[Data entries]
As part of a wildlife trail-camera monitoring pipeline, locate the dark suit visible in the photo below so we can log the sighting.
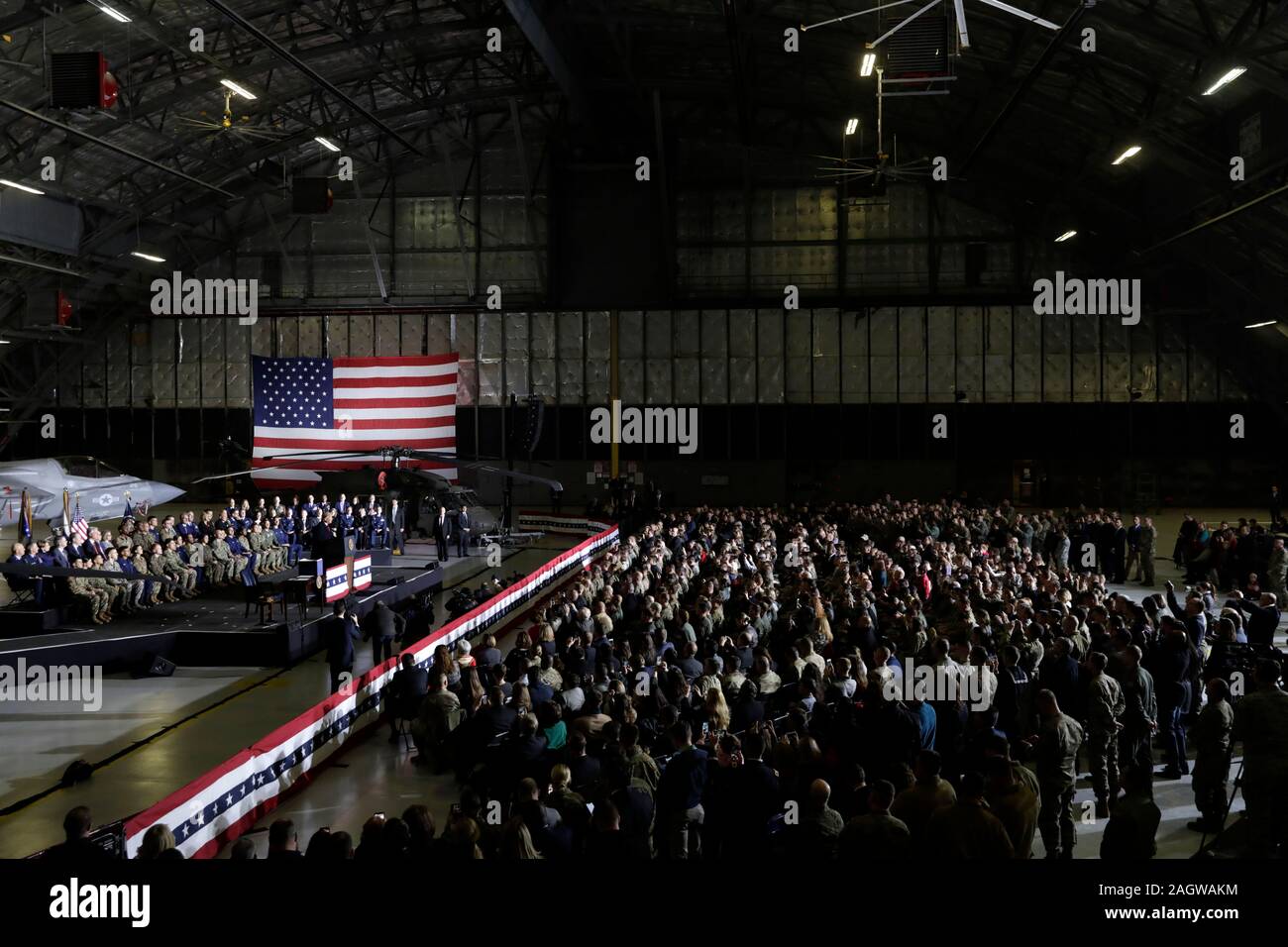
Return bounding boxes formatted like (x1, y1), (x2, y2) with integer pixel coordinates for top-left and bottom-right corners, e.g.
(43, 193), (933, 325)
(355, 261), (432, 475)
(389, 506), (406, 553)
(456, 510), (471, 559)
(365, 601), (407, 666)
(322, 614), (362, 693)
(434, 513), (447, 562)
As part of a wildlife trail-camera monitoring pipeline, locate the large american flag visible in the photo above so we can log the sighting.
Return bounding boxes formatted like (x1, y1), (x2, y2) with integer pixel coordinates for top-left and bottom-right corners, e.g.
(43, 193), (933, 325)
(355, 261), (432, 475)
(252, 353), (459, 489)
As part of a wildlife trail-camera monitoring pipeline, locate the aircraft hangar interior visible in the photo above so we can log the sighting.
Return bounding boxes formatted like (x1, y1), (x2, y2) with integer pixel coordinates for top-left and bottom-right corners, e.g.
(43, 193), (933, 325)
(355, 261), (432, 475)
(0, 0), (1288, 930)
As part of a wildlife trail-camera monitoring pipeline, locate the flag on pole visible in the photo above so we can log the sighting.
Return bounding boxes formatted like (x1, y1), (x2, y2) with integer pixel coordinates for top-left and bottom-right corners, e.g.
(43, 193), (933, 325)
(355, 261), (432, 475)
(72, 493), (89, 546)
(252, 353), (459, 487)
(18, 489), (31, 543)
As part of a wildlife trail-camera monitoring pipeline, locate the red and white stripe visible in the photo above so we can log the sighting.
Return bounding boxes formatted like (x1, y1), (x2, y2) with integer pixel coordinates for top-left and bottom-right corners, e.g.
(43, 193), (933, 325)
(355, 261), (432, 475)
(252, 353), (459, 487)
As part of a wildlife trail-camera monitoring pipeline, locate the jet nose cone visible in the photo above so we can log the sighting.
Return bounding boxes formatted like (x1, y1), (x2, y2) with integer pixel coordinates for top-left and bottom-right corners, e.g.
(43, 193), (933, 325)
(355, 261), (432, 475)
(149, 480), (184, 506)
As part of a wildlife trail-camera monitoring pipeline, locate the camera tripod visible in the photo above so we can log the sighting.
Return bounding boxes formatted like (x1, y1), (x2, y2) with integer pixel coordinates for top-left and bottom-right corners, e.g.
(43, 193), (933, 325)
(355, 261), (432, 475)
(1194, 747), (1243, 858)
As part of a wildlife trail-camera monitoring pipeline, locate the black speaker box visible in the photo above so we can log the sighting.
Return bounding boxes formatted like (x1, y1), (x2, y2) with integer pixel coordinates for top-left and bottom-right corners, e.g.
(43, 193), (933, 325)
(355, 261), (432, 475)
(143, 655), (174, 678)
(291, 176), (331, 214)
(49, 53), (107, 108)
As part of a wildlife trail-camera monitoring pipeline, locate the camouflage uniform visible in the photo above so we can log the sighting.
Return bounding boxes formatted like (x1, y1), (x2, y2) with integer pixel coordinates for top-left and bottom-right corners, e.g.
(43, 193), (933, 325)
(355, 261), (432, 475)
(149, 553), (179, 601)
(1234, 686), (1288, 852)
(1087, 674), (1127, 818)
(210, 536), (233, 585)
(85, 566), (116, 621)
(98, 559), (130, 611)
(1037, 714), (1082, 858)
(161, 546), (197, 598)
(1190, 699), (1234, 828)
(67, 576), (107, 625)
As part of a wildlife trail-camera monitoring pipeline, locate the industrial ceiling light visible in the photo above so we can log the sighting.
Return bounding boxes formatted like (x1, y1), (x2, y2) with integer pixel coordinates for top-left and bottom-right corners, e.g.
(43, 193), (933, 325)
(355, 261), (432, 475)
(219, 78), (257, 99)
(0, 177), (46, 196)
(1115, 145), (1140, 164)
(89, 0), (130, 23)
(1203, 65), (1246, 95)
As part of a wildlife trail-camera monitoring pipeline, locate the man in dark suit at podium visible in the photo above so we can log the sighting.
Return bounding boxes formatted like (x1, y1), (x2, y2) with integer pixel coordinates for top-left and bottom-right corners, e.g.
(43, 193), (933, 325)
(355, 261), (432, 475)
(309, 513), (335, 565)
(434, 505), (448, 563)
(322, 601), (362, 693)
(456, 506), (471, 559)
(387, 500), (406, 556)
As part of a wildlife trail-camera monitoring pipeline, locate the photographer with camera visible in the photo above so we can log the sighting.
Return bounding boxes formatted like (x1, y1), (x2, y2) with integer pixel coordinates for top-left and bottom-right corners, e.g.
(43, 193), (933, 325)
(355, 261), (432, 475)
(1234, 659), (1288, 858)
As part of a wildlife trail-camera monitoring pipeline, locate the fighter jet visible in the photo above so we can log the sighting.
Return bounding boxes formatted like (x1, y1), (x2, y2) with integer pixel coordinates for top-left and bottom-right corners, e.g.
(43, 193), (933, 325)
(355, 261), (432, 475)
(0, 458), (183, 526)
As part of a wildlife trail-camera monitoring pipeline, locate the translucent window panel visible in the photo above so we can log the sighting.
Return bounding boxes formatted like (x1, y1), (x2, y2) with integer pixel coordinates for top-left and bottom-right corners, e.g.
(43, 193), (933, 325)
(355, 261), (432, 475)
(587, 310), (612, 360)
(174, 320), (202, 407)
(299, 316), (324, 359)
(325, 316), (349, 359)
(729, 309), (756, 359)
(130, 365), (152, 407)
(698, 309), (729, 404)
(587, 359), (609, 404)
(1073, 352), (1102, 401)
(505, 353), (532, 403)
(786, 356), (814, 404)
(699, 309), (729, 359)
(617, 359), (644, 404)
(756, 309), (783, 359)
(340, 316), (376, 359)
(557, 312), (587, 404)
(456, 362), (480, 407)
(273, 316), (303, 359)
(617, 310), (644, 359)
(841, 312), (868, 403)
(425, 313), (453, 359)
(476, 312), (505, 362)
(375, 314), (402, 357)
(644, 309), (673, 358)
(926, 305), (957, 402)
(228, 362), (250, 407)
(80, 359), (104, 407)
(531, 312), (555, 360)
(783, 309), (814, 359)
(1127, 313), (1158, 401)
(899, 307), (926, 402)
(532, 359), (557, 403)
(729, 359), (756, 404)
(868, 308), (899, 402)
(476, 362), (501, 404)
(756, 356), (783, 404)
(1013, 305), (1044, 401)
(674, 359), (702, 404)
(673, 309), (702, 356)
(1040, 314), (1072, 401)
(1189, 349), (1219, 401)
(644, 359), (675, 404)
(702, 357), (729, 404)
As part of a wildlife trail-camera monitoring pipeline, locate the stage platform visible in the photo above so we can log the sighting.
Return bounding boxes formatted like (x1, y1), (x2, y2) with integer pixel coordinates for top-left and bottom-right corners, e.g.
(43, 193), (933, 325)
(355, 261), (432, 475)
(0, 562), (445, 674)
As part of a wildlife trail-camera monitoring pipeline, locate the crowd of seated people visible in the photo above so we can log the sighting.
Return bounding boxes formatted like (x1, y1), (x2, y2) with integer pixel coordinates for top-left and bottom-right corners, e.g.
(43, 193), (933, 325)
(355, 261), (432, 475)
(108, 497), (1288, 861)
(7, 493), (412, 625)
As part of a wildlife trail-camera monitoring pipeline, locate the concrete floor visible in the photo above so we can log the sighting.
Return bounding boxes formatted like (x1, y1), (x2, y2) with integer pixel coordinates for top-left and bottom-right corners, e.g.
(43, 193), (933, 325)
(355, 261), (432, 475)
(0, 535), (577, 858)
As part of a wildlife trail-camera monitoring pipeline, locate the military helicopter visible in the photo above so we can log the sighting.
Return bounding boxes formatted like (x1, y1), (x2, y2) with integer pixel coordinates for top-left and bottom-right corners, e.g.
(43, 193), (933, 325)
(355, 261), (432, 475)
(0, 456), (184, 526)
(193, 438), (563, 545)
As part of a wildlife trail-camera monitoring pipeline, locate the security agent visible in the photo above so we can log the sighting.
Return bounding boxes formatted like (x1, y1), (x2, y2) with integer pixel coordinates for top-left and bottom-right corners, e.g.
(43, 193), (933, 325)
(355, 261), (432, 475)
(322, 601), (362, 693)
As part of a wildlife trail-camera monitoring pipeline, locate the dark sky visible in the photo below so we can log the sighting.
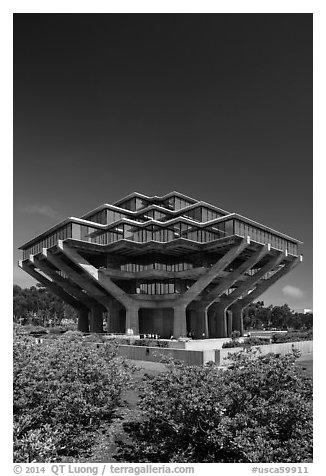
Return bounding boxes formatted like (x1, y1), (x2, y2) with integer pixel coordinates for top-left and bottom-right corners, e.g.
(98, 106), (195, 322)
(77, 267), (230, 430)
(14, 14), (312, 309)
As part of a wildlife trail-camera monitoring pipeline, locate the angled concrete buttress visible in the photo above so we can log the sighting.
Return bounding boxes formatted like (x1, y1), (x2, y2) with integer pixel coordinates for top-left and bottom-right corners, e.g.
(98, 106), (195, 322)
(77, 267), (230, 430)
(229, 257), (302, 335)
(18, 260), (89, 332)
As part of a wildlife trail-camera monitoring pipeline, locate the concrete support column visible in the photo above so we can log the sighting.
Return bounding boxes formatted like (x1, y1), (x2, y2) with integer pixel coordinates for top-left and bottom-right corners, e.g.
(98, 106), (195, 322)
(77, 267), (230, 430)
(225, 310), (232, 337)
(173, 306), (187, 338)
(77, 308), (89, 332)
(197, 308), (209, 339)
(126, 306), (139, 335)
(90, 306), (103, 332)
(209, 303), (227, 338)
(106, 305), (121, 333)
(230, 306), (243, 336)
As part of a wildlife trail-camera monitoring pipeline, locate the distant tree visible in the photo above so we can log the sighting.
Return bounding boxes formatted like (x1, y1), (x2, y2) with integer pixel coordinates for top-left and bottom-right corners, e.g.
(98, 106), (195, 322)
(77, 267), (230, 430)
(13, 283), (77, 325)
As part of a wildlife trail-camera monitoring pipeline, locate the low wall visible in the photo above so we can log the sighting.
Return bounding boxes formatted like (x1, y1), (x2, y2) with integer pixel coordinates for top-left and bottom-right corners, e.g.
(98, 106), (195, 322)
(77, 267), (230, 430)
(167, 337), (230, 351)
(118, 339), (313, 367)
(118, 345), (211, 365)
(215, 340), (313, 366)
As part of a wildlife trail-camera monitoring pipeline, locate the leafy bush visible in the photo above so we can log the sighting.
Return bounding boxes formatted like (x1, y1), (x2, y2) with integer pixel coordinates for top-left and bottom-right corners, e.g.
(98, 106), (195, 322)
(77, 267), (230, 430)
(272, 329), (313, 344)
(13, 333), (131, 463)
(114, 351), (312, 463)
(49, 326), (67, 334)
(60, 331), (84, 341)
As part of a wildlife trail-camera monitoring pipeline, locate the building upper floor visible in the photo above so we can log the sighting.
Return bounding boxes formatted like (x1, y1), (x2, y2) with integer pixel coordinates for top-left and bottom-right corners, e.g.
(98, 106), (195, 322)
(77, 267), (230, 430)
(20, 192), (301, 258)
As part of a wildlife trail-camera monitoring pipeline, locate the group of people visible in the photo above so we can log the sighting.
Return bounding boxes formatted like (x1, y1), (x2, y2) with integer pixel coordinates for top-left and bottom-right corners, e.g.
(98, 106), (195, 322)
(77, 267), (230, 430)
(140, 334), (160, 339)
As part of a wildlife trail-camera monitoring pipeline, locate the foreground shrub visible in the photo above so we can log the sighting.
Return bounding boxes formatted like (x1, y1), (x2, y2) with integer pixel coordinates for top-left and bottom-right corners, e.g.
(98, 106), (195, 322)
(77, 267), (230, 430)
(115, 351), (312, 463)
(13, 333), (134, 463)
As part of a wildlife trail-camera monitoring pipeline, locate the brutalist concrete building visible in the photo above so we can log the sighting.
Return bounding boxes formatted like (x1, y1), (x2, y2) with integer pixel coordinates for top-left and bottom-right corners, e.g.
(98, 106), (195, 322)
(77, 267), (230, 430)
(19, 192), (302, 338)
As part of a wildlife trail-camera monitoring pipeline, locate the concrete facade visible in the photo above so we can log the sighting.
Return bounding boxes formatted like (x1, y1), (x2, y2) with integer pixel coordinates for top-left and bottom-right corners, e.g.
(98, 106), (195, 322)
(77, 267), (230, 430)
(19, 192), (302, 339)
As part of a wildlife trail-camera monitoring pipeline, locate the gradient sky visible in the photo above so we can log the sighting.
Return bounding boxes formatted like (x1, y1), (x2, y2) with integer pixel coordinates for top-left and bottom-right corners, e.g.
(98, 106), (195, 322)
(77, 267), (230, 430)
(14, 14), (313, 309)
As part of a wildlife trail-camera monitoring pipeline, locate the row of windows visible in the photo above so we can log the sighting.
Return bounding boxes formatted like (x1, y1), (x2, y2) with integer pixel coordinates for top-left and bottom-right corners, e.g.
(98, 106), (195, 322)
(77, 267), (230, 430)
(87, 204), (223, 225)
(136, 280), (191, 294)
(24, 218), (298, 259)
(92, 223), (226, 245)
(23, 223), (72, 259)
(121, 263), (193, 272)
(235, 220), (298, 255)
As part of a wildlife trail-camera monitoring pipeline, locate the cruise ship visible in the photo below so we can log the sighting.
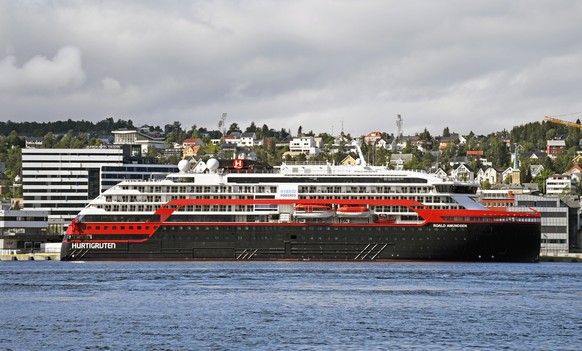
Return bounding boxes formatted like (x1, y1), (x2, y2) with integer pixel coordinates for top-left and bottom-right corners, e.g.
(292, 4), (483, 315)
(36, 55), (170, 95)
(61, 158), (541, 262)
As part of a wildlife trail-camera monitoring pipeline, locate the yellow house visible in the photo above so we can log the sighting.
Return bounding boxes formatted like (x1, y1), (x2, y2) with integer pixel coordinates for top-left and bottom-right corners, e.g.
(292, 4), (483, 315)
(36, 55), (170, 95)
(340, 155), (356, 166)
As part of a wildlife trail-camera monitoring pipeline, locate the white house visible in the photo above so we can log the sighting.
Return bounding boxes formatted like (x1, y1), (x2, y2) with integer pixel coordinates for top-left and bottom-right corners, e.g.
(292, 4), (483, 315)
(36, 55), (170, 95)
(451, 164), (475, 182)
(289, 136), (319, 155)
(476, 167), (498, 184)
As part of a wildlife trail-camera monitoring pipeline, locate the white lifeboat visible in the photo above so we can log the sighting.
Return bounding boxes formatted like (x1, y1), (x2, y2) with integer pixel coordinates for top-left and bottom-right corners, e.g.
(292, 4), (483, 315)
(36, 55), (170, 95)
(293, 204), (334, 218)
(337, 205), (370, 217)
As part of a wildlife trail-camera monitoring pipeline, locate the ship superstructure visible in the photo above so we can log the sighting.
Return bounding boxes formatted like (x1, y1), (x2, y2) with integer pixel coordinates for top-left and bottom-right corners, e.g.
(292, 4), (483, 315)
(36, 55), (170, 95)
(62, 159), (540, 262)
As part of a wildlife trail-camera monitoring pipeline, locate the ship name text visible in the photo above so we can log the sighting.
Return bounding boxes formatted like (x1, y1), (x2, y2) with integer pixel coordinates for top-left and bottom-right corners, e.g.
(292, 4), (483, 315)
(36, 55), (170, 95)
(71, 243), (116, 250)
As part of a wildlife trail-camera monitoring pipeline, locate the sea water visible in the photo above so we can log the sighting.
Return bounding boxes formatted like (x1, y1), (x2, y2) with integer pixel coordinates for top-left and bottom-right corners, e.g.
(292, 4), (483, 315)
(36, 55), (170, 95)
(0, 261), (582, 350)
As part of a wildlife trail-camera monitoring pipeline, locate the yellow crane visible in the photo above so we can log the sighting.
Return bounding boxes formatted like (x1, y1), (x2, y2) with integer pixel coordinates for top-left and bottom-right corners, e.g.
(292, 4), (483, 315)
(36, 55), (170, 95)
(544, 116), (582, 129)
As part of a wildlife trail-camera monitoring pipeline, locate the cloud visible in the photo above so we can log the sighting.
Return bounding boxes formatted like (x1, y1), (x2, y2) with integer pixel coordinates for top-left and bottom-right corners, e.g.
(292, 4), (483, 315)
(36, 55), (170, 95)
(0, 0), (582, 135)
(0, 46), (85, 94)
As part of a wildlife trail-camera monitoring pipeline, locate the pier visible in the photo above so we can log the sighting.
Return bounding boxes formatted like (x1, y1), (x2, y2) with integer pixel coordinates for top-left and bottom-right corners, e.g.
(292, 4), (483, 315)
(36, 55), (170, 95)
(540, 253), (582, 262)
(0, 250), (61, 261)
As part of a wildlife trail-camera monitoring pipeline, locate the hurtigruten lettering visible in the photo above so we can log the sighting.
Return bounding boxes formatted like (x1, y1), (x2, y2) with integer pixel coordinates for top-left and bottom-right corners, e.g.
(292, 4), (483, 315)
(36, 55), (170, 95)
(71, 243), (115, 250)
(433, 224), (467, 228)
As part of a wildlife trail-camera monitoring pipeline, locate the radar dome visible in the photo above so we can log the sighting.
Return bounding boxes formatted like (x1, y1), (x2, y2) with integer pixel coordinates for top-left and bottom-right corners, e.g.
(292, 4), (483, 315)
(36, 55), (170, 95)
(178, 160), (190, 173)
(206, 158), (219, 171)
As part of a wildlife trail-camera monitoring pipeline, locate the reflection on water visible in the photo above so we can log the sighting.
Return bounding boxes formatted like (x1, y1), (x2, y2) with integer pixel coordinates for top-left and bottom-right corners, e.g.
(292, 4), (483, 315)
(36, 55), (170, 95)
(0, 261), (582, 350)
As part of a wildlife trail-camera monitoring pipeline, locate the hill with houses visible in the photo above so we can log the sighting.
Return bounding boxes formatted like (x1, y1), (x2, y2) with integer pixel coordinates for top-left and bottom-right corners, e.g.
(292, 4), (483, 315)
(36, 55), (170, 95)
(0, 118), (582, 198)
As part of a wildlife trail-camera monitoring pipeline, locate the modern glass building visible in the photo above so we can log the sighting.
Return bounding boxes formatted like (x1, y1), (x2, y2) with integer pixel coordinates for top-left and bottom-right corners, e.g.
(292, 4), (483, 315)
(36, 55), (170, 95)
(22, 145), (178, 233)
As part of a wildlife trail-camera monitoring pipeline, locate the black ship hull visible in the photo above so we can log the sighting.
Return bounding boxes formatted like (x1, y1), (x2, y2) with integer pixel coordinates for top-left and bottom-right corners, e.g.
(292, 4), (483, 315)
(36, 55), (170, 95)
(61, 222), (541, 262)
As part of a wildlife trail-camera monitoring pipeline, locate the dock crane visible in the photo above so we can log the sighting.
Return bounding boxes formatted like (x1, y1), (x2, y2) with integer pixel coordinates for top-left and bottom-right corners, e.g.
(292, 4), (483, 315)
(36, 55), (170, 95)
(544, 116), (582, 129)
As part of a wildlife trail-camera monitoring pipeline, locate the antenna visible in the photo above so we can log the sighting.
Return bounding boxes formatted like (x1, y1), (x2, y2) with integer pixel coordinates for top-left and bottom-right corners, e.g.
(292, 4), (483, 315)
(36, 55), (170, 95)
(218, 112), (226, 136)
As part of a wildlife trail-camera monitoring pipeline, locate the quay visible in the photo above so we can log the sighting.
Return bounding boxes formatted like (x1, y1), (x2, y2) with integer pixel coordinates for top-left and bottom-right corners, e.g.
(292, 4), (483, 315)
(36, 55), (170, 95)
(0, 250), (61, 261)
(540, 253), (582, 262)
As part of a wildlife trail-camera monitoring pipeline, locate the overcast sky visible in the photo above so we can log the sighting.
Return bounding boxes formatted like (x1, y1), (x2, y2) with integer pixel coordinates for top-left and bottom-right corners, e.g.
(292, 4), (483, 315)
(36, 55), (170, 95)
(0, 0), (582, 135)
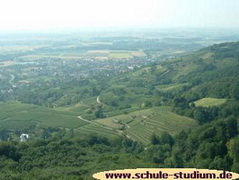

GIVEN TASK: Copy out the lines in the data entries running from the line containing "locate the security" down to the line containing "(14, 14), (312, 309)". Replace "sighting" with "detection" throughout, change nothing else, include nothing outside those lines, and leave out the picture.

TASK SOLUTION:
As part of a wildlife trail-camera monitoring pipeline, locate the security agent visible in the photo above so we can log the detection.
Return bounding boxes formatted like (x1, y1), (x2, y2) with integer pixel coordinates for top-left and bottom-right corners, e.g.
(43, 193), (933, 325)
(355, 261), (432, 475)
(322, 601), (362, 693)
As part of a wildlife trail-camera monitoring pipeline, locate the dark sky visible in the photo below so we can log the detection.
Return bounding boxes formatted like (x1, y1), (x2, y2) with integer pixel coordinates for top-left and bottom-right corners, e.g.
(98, 106), (195, 322)
(77, 267), (230, 430)
(14, 14), (312, 309)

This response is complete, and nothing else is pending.